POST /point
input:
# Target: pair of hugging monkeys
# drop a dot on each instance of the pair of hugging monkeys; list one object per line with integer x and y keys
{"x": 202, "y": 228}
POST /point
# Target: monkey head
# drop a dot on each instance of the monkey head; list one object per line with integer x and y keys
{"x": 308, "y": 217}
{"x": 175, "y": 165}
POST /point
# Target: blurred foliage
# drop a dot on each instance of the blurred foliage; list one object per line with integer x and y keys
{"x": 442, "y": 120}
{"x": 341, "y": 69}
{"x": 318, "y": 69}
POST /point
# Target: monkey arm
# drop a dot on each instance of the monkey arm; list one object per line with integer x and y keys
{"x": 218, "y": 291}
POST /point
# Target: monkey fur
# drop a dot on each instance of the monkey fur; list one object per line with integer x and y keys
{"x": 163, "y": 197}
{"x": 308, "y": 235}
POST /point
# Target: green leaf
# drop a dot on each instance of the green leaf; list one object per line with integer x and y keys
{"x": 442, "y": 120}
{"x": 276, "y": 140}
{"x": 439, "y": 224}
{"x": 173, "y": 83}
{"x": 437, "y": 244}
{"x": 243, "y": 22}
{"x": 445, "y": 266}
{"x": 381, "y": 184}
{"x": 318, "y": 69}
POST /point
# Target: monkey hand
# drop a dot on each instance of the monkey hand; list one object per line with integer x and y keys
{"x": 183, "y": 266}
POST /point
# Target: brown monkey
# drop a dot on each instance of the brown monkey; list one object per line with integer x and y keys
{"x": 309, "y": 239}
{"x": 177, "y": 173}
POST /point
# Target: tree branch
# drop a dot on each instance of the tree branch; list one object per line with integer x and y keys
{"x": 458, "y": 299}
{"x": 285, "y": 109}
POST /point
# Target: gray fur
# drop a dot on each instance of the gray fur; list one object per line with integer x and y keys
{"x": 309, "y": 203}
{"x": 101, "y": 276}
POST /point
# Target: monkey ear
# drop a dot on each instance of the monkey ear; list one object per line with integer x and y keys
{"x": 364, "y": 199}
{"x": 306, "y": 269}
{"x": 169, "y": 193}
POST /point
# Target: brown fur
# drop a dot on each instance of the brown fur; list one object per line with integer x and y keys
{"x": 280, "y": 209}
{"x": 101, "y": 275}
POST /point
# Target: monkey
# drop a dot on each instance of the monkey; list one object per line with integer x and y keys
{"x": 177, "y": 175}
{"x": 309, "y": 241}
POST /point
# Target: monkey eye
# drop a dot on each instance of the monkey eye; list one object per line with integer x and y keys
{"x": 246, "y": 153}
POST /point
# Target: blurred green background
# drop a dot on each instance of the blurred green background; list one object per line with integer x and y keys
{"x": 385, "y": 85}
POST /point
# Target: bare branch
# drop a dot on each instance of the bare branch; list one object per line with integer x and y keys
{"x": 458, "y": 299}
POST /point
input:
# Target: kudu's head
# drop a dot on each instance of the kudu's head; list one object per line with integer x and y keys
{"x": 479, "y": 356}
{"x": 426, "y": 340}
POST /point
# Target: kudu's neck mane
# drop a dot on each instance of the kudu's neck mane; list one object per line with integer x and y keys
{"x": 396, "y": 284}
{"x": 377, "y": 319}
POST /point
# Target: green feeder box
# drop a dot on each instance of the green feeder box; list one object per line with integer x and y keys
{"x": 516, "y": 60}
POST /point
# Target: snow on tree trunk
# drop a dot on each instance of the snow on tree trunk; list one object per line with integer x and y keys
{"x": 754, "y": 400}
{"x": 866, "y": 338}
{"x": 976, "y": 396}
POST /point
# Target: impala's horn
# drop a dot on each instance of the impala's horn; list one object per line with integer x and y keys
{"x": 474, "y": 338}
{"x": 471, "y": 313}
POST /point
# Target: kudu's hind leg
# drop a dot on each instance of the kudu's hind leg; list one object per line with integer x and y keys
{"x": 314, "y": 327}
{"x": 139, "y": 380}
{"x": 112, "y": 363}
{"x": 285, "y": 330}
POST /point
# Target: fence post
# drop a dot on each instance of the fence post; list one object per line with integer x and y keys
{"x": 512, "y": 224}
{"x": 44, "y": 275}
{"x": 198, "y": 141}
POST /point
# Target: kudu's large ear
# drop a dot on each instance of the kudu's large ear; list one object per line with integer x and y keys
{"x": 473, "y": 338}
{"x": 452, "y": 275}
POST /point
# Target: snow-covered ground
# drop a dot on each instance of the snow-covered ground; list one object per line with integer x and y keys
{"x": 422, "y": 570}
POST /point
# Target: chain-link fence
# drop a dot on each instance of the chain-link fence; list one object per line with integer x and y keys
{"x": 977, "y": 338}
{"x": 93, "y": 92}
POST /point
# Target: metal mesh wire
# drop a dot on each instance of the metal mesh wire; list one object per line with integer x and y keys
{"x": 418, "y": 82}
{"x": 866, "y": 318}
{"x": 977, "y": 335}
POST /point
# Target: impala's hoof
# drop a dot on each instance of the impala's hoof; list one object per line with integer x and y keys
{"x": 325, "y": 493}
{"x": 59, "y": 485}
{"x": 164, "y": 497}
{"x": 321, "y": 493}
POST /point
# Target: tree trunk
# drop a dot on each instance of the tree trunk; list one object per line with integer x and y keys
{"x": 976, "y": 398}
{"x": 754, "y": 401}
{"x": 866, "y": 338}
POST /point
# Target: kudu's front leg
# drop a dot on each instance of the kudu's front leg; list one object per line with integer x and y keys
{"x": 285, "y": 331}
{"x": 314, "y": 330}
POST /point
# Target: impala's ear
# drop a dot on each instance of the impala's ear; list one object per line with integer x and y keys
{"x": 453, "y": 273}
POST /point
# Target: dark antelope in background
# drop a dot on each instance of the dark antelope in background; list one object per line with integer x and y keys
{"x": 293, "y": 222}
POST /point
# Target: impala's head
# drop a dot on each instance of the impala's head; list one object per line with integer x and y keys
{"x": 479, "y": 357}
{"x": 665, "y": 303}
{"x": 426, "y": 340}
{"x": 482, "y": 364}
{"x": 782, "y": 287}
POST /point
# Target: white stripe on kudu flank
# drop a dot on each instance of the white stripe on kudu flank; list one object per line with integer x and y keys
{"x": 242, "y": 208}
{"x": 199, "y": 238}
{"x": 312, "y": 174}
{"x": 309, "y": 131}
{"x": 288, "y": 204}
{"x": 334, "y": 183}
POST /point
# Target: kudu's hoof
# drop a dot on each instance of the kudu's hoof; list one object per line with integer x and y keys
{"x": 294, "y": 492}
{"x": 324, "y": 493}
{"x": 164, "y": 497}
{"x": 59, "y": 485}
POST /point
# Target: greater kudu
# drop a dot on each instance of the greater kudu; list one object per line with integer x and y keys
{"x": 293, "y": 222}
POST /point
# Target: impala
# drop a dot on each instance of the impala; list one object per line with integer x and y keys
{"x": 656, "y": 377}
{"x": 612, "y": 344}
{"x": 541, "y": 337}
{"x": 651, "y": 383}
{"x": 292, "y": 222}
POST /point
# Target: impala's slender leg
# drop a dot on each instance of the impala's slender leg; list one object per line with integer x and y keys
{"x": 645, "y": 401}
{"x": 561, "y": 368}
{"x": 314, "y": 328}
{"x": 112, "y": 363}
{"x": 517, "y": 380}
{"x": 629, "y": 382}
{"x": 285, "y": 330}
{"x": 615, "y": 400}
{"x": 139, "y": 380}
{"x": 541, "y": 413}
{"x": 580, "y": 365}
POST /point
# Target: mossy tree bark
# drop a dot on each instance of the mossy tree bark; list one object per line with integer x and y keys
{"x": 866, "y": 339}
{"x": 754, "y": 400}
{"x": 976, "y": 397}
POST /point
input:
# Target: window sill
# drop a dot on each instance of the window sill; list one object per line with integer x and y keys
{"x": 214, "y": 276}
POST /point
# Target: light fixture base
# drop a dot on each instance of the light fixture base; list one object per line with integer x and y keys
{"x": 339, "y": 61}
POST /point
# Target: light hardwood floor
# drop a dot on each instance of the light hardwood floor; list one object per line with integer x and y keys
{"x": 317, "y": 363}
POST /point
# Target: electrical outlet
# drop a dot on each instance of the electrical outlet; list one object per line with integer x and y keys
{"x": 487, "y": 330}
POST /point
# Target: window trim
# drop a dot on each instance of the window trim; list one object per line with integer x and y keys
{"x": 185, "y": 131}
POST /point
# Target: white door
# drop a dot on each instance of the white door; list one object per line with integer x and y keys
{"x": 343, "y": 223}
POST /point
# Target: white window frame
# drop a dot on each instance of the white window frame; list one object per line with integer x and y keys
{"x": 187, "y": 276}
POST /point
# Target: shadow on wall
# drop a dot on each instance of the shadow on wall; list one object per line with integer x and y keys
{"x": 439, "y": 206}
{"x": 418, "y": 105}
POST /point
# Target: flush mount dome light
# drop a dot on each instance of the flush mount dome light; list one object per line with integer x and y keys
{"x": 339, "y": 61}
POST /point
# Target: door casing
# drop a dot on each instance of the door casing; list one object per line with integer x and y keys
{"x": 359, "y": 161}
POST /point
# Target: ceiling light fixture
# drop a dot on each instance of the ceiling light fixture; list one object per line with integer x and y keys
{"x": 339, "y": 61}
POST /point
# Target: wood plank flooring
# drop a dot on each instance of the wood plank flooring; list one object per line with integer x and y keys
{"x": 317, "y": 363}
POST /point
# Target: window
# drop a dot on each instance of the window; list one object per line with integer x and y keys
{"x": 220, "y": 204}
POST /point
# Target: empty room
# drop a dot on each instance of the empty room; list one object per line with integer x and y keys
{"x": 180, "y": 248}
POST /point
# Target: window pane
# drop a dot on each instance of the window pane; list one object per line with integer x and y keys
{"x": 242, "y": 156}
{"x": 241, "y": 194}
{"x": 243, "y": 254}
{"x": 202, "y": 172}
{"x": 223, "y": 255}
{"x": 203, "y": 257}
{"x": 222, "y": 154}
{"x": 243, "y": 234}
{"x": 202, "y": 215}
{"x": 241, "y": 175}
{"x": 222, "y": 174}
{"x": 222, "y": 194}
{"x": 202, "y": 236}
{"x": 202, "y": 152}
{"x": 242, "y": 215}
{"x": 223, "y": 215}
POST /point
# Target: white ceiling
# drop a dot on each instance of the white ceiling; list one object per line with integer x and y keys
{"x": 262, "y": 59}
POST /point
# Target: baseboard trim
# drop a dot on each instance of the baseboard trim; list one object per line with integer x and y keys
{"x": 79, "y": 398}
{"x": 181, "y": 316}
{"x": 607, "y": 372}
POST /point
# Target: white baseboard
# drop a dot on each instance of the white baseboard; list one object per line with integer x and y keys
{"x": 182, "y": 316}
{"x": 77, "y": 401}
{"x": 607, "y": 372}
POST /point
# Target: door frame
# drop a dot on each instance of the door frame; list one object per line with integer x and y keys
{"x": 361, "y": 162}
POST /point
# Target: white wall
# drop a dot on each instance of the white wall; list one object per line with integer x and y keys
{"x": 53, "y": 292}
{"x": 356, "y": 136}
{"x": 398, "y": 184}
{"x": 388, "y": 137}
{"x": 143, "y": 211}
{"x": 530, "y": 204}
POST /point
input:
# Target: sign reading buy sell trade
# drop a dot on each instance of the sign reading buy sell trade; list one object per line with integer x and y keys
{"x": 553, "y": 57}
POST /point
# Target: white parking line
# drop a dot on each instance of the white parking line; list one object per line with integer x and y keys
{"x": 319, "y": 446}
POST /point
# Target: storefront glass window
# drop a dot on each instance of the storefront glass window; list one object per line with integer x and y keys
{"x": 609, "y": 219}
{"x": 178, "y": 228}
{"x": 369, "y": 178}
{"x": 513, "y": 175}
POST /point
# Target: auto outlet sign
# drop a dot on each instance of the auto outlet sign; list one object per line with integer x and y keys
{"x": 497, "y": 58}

········

_TASK TO CARRY OUT_
Retype exactly the lines above, from the one with "# drop a dot on each instance of the impala;" through the one with "# Target: mossy tree bark", inclusive.

_RESPONSE BELOW_
# drop a dot on each instance of the impala; list one object per line with integer x and y keys
{"x": 656, "y": 377}
{"x": 612, "y": 344}
{"x": 541, "y": 337}
{"x": 651, "y": 383}
{"x": 292, "y": 222}
POST /point
# Target: impala's slender leg
# drop a dot on each instance of the impala's slender leg; list one object per line with integer x and y keys
{"x": 645, "y": 401}
{"x": 561, "y": 368}
{"x": 314, "y": 328}
{"x": 112, "y": 363}
{"x": 517, "y": 380}
{"x": 629, "y": 382}
{"x": 285, "y": 330}
{"x": 615, "y": 400}
{"x": 139, "y": 380}
{"x": 541, "y": 413}
{"x": 580, "y": 365}
POST /point
# Target: mossy tree bark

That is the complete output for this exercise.